At the V&A, where we did the wayfinding for its seven miles of galleries, the biggest problem was how overwhelming the space felt. For a day visitor, six floors felt like too much and the top ones were often overlooked. We couldn’t change the building, but we could make it feel more digestible, so we renumbered the floors (-1, 0, 1, 2, 3, 4) and redrew the map. Anecdotally, the top levels now get much better footfall. For a refurbishment or a newly completed scheme, speaking to existing users isn’t possible. So instead we engage closely with the end user or developer to find out how they want the space to be used.
When designing the signage for Schroders’ new office, we learned from the company that it wanted to differentiate the upper floors, which are for quiet meetings with private clients, and the lower floors for team collaboration. So we created a unified, consistent language which could vary in tone across the two areas. On the client-facing floors, we selected an elegant hotel-style treatment in keeping with tp bennett’s interiors. Anodised waterjet-cut aluminium letters with hidden fixings were chosen to complement the refined material palette. On the lower floors, we could be a lot more expressive and playful. We installed fluted panels – riffing off the architecture – with icons on top and flashes of colour that picked up on the interior design.
When designing wayfinding, it’s critical not to overlook the natural cues humans perceive when deciding which way to turn: light, sound, smell and so on. Rather than working against them, we work with these to make our systems even clearer and even omit signage when we believe the natural cues need no enhancement.
For commercial buildings, it’s also important to reflect the character of the company and space. At Here East, a tech and innovation campus in the Olympic Park, we borrowed from the language of electronic circuitry familiar to the campus’ digitally innovative community to create a wayfinding system that would be both inspiring and intuitive to this specialist audience.
Directional arrows show the flow of energy (here: movement). Reception desks are gateways to the next area, or transistors. Motors signify lifts. As in a circuit, the symbols are joined by lines to form a giant floor graphic connecting the whole campus.

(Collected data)
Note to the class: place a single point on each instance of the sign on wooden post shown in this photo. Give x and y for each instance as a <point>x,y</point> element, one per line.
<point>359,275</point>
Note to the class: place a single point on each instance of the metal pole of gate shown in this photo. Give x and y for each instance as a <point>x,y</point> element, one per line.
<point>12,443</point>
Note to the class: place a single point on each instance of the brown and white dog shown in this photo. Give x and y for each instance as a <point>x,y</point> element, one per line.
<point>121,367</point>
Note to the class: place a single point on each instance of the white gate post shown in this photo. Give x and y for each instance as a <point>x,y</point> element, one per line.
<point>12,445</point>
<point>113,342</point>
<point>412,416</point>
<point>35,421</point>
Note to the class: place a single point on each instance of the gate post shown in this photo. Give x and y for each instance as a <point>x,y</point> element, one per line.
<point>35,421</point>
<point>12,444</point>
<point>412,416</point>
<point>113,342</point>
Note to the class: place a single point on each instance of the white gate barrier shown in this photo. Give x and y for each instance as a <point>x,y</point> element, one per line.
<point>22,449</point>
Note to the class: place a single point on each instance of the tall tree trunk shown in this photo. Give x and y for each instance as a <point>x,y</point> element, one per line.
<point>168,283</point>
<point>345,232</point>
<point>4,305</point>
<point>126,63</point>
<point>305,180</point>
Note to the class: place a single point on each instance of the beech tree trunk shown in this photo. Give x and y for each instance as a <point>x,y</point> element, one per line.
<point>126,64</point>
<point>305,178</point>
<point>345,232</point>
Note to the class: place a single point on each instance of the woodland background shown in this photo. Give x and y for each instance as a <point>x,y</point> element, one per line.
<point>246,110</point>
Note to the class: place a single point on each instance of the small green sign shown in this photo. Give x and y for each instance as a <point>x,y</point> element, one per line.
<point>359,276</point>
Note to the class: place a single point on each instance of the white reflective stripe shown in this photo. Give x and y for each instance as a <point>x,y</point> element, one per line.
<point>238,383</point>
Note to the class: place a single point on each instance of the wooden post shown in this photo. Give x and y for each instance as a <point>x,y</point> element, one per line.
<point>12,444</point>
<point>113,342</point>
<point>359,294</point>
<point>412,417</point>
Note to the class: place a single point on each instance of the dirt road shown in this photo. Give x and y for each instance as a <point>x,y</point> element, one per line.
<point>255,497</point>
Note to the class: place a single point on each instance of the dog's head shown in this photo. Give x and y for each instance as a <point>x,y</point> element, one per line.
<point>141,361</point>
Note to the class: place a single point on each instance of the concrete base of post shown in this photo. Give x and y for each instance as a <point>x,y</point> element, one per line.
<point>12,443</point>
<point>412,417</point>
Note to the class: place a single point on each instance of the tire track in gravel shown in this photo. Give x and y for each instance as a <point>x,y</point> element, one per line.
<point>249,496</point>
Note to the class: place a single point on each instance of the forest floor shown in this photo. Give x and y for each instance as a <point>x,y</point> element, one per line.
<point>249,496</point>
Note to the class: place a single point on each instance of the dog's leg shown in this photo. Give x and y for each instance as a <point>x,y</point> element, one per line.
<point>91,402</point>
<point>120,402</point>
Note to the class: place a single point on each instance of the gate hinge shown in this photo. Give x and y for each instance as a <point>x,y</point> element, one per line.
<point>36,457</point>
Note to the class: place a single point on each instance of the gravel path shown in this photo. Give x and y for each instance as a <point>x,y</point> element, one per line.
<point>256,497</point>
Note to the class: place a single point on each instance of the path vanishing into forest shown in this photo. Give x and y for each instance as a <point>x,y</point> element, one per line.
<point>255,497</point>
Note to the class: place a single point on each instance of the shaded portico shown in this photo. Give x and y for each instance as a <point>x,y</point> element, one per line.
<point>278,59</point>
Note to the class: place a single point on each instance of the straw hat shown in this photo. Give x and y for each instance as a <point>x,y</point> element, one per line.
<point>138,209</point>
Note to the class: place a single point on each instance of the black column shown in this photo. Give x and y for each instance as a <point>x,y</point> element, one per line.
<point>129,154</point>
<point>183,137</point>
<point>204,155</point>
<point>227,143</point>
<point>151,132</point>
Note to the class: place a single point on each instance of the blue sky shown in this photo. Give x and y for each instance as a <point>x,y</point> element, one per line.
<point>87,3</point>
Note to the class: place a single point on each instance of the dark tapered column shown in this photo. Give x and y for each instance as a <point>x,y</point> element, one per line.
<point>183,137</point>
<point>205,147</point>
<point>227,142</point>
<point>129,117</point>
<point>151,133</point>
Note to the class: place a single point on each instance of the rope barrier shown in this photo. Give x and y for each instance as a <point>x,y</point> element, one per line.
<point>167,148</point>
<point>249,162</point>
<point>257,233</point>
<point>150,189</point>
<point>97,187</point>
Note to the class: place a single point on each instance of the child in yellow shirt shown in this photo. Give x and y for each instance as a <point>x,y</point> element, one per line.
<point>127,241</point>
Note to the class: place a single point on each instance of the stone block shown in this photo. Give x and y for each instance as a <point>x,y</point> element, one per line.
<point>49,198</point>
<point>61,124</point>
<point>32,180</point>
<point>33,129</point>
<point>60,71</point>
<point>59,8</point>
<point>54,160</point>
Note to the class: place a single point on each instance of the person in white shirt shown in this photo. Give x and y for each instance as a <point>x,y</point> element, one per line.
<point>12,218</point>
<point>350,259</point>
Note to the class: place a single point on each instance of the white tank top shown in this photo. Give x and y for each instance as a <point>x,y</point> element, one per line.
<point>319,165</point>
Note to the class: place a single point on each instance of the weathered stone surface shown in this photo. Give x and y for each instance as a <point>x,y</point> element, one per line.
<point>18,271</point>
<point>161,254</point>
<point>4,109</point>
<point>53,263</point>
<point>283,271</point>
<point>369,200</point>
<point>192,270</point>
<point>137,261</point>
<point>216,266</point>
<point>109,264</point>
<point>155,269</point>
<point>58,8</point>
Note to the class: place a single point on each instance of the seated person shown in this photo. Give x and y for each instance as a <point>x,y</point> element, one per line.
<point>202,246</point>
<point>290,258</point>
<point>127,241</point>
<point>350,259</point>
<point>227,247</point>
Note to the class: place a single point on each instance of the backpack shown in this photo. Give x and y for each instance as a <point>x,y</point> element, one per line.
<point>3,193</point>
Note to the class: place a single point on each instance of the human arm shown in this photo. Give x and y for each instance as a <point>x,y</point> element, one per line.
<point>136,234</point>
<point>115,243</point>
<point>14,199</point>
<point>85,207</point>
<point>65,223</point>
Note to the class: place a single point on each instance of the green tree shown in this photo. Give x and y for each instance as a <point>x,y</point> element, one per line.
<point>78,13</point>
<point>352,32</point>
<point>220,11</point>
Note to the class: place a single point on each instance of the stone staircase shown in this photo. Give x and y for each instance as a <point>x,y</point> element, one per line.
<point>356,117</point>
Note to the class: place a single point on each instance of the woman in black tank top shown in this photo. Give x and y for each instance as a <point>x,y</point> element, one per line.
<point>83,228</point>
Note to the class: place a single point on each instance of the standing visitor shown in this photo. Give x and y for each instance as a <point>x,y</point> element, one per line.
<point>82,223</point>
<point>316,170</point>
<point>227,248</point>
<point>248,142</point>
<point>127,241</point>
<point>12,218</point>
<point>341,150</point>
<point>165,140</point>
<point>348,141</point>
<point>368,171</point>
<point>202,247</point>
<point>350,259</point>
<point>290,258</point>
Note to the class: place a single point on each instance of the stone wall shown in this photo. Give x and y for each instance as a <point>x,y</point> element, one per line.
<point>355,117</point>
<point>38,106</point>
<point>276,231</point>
--
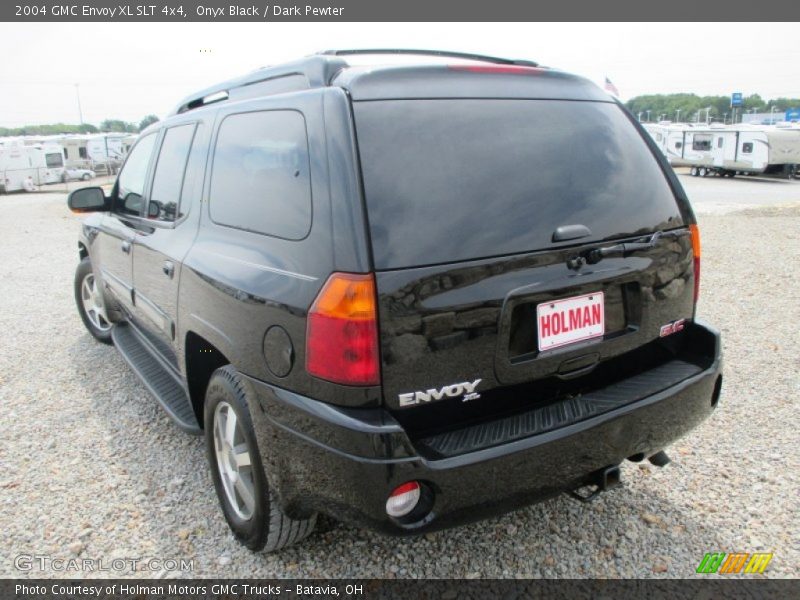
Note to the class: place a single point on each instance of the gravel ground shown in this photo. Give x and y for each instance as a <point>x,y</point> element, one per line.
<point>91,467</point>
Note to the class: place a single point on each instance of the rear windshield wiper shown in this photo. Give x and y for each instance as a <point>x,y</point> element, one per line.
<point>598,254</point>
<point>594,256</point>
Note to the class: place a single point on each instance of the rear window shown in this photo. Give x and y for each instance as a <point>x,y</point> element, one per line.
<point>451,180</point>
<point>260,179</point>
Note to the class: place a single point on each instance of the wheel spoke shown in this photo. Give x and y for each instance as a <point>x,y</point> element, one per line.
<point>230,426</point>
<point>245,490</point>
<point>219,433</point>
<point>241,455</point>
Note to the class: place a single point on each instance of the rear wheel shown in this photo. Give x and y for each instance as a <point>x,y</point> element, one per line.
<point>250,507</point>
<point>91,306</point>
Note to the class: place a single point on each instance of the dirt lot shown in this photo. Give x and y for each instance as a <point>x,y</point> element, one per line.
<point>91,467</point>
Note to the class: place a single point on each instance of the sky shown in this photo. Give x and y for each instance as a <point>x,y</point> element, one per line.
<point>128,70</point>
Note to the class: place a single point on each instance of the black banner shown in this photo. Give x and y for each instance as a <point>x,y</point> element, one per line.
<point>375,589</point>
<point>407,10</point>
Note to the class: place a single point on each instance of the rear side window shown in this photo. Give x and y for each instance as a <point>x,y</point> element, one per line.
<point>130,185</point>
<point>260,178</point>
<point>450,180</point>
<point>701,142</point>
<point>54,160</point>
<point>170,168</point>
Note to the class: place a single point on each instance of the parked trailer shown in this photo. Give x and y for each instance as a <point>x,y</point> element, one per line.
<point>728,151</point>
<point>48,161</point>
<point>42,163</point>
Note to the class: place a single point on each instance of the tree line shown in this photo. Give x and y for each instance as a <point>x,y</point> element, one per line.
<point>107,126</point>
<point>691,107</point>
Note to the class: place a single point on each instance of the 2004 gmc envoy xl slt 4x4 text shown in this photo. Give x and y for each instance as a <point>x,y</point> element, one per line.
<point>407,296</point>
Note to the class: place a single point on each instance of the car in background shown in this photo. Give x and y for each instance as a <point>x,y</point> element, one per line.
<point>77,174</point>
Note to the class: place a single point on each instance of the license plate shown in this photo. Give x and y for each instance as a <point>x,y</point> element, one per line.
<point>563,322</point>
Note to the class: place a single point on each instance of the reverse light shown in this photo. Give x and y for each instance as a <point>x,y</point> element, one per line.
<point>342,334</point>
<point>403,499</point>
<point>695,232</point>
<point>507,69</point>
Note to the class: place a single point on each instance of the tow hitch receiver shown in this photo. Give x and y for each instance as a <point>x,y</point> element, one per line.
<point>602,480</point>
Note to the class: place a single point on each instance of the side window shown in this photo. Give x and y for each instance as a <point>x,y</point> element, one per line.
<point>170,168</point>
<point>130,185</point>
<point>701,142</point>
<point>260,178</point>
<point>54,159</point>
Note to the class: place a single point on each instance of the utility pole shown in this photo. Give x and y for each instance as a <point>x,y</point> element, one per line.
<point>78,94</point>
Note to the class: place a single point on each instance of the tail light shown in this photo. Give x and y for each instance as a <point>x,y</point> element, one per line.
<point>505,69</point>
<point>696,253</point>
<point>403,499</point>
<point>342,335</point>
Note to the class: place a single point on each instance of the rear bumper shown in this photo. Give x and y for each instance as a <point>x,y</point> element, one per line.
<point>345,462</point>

Problem set
**1.** In the wayfinding passage, what change was made to the floor numbering at the V&A?
**2.** Continue the passage on wayfinding design past its last sentence.

Answers per task
**1.** The floors were renumbered -1, 0, 1, 2, 3, 4, and the map was redrawn.

**2.**
Working collaboratively with architects to ensure signage complements rather than detracting from or overpowering the building itself is key to successful wayfinding – and our close relationships with Hawkins\Brown, MAKE Architects and tp bennett were pivotal in shaping our work at Here East and with Schroders.
Another way our use of space is changing is the increasingly digital nature of our experience, whether it’s navigating a city via Google Maps or being able to book meeting rooms at the touch of an app. We are starting a project with a university where they use mapping software across the campus, so we are looking at ways to make the wayfinding work inharmony with this to strengthen both at once.
Hardly anyone has yet capitalised on the digital potential of wayfinding. If we navigate external spaces via our phones, why not interiors? Clearly there are drawbacks. We cannot expect all people to carry a smartphone – having one’s head buried in a screen detracts from the experience of being in a building and interior digital wayfinding relies on signal strength which doesn’t always work within structures because of thick walls.
App-based wayfinding may not be the future, but either way, exploring it is important and reflects the role that we as wayfinding consultants have to constantly examine and re-examine how humans navigate space.